Each entry in the listing below should be restated word for word.
%%
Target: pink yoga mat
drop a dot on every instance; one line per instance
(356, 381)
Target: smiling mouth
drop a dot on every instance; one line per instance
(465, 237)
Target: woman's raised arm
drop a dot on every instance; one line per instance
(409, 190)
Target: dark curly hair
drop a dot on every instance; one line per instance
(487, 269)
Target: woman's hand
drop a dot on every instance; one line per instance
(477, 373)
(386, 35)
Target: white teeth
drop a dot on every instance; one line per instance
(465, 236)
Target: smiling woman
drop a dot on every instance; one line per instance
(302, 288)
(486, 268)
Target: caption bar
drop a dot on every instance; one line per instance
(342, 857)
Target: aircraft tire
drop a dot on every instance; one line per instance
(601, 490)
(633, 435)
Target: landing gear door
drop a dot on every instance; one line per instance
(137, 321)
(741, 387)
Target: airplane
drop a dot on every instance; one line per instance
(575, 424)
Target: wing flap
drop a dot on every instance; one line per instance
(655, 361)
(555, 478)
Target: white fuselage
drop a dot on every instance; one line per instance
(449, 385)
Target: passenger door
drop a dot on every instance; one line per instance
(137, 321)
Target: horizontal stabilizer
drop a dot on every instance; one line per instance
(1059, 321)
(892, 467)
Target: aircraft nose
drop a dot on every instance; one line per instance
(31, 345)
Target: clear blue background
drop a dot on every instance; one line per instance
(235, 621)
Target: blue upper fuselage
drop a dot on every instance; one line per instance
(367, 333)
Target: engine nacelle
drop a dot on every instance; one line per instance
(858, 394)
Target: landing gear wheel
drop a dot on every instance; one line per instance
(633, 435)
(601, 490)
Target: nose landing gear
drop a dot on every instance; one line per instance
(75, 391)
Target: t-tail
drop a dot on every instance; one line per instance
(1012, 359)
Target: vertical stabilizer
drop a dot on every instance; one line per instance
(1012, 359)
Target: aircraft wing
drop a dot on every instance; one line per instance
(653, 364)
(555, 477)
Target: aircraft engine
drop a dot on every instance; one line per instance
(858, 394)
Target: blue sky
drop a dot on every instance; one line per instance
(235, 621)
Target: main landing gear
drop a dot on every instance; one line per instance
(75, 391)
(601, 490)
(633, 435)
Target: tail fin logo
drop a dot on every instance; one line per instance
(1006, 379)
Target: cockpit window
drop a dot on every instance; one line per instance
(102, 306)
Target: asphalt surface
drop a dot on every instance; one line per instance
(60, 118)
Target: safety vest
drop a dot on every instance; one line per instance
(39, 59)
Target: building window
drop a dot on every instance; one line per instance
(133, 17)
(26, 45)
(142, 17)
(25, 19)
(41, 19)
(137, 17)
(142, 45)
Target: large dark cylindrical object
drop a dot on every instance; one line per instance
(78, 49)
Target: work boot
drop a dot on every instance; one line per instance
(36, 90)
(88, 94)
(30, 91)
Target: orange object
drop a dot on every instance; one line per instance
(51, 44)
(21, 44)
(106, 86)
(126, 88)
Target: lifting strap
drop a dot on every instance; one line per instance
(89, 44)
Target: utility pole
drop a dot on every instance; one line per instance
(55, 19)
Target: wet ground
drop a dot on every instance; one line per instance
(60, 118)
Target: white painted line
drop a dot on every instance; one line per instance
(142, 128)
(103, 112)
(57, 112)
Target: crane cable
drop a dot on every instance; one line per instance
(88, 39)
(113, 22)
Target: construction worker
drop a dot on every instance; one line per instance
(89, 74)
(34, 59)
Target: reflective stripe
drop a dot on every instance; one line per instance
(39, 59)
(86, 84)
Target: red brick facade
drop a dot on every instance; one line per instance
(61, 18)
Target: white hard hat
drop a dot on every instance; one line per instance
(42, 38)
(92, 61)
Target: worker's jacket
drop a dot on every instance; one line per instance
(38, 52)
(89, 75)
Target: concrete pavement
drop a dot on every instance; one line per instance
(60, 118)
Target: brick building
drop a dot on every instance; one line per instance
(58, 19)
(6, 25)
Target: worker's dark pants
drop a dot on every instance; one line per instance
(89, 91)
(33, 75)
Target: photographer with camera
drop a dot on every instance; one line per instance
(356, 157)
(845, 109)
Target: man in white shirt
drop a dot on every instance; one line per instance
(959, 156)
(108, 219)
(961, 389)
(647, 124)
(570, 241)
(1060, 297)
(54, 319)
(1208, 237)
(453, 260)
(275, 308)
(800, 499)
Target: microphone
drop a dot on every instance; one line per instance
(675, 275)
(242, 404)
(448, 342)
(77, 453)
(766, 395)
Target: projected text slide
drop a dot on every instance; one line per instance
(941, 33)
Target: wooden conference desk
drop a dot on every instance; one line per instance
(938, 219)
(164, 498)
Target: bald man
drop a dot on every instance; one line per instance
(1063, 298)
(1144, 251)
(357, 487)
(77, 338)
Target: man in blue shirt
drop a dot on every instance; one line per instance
%%
• _Result for this task_
Target: pink yoga mat
drop a dot on every instance; one line per instance
(356, 381)
Target: smiling mouth
drop a dot on every instance; one line per instance
(465, 237)
Target: woman's raised arm
drop a dot on every instance; one line per instance
(409, 190)
Target: dark curly hair
drop a dot on every instance; one line per instance
(487, 269)
Target: woman's hand
drop a dot on every instance; one line per instance
(477, 373)
(386, 35)
Target: white teeth
drop a dot on every instance; one line per instance
(465, 236)
Target: smiling woman
drop a dot on every instance; one line per instance
(302, 288)
(486, 268)
Target: caption bar
drop a dot on every instance; one line per instance
(342, 857)
Target: aircraft tire
drop a dot on every instance; one line per instance
(601, 490)
(633, 435)
Target: landing gear door
drop a dot on every instance; one line per instance
(137, 321)
(741, 387)
Target: airplane
drop a dot on every instance; one line per instance
(575, 424)
Target: wing flap
drop a dot on every instance; one line per instance
(655, 361)
(555, 478)
Target: white fuselage
drop a dot on every instance; one line per instance
(449, 385)
Target: passenger door
drop a dot on every instance; one line per instance
(137, 321)
Target: horizontal stabilizer
drop a dot on every instance; one line per instance
(1059, 321)
(892, 467)
Target: aircraft nose
drop a dot on every instance; one line per instance
(31, 345)
Target: clear blue background
drop a dot on every instance; one line per instance
(235, 621)
Target: blue upper fuselage
drop a dot on every instance; one line per instance
(367, 333)
Target: engine nacelle
drop a dot on every instance; one line per instance
(858, 394)
Target: landing gear wheel
drop a dot on every instance; one line per instance
(633, 435)
(601, 490)
Target: nose landing gear
drop a dot on every instance; one line per instance
(75, 391)
Target: t-tail
drop a dot on every instance; one line per instance
(1012, 359)
Target: vertical stabilizer
drop a dot on every instance; one line per instance
(1012, 359)
Target: aircraft wing
drop a dot on every instance; one line per instance
(653, 364)
(555, 477)
Target: aircraft engine
drop a dot on every instance; one line per instance
(858, 394)
Target: blue sky
drop a dot on every instance; one line per instance
(235, 621)
Target: main landing gear
drop a dot on every instance; one line per instance
(75, 391)
(601, 490)
(633, 435)
Target: tail fin logo
drop a dot on every instance; one line per instance
(1006, 379)
Target: cockpit window
drop a dot on every instance; one line per instance
(102, 306)
Target: asphalt surface
drop a dot on every instance; one line per instance
(60, 118)
Target: safety vest
drop a dot on every instance; one line per instance
(39, 59)
Target: building window
drop a dot on every instance; one line per instance
(133, 17)
(26, 45)
(142, 17)
(25, 19)
(41, 19)
(137, 17)
(142, 45)
Target: large dark cylindrical object
drop a dot on every instance; one line per instance
(78, 49)
Target: work boot
drop a dot on every instance; one line per instance
(36, 90)
(88, 94)
(30, 91)
Target: orange object
drop a dot on every instance; one line per instance
(51, 44)
(21, 44)
(106, 86)
(126, 88)
Target: lifting strap
drop a dot on every instance; one line per instance
(89, 44)
Target: utility pole
drop a dot on every instance; one line per instance
(55, 19)
Target: wet ground
drop a dot on every instance; one line per instance
(60, 118)
Target: white painted line
drop a dot on every instance; one line per instance
(142, 128)
(103, 112)
(57, 112)
Target: crane cable
drop a dot on every instance; one line per instance
(88, 39)
(113, 22)
Target: construction worker
drop a dot on every instance; one line per instance
(89, 74)
(34, 59)
Target: reflective stripe
drop a dot on every instance; one line per instance
(39, 59)
(86, 84)
Target: red brick facade
drop a dot on every instance; one line per instance
(61, 18)
Target: white hard hat
drop a dot on every instance; one line per instance
(42, 38)
(92, 61)
Target: worker's jacket
drop a dot on every instance; one line per instance
(38, 52)
(89, 75)
Target: concrete pavement
drop a dot on every instance; one line per instance
(60, 118)
Target: brick building
drop a dot on every instance; one line per instance
(58, 19)
(6, 25)
Target: worker's dark pants
drop a dot on every instance; one line per instance
(89, 91)
(33, 75)
Target: photographer with camera
drop a dot on every instance; one line per instance
(356, 157)
(845, 109)
Target: man in white shirt
drop a dot on every instance; one line per instance
(959, 156)
(108, 219)
(961, 389)
(647, 124)
(570, 241)
(1060, 297)
(54, 319)
(1208, 237)
(453, 260)
(275, 308)
(800, 499)
Target: microphone
drop a dot on every instance; one line per instance
(675, 275)
(242, 404)
(448, 342)
(77, 453)
(766, 395)
Target: projected text slide
drop a dot on every instance; one line per instance
(941, 33)
Target: wooden conference desk
drop a dot on every instance; one line per instance
(938, 219)
(164, 498)
Target: bald man
drop a dot on every instance; one line per instance
(1063, 298)
(1144, 251)
(357, 487)
(77, 338)
Target: man in blue shirt
drop a dot on every instance; one line per instance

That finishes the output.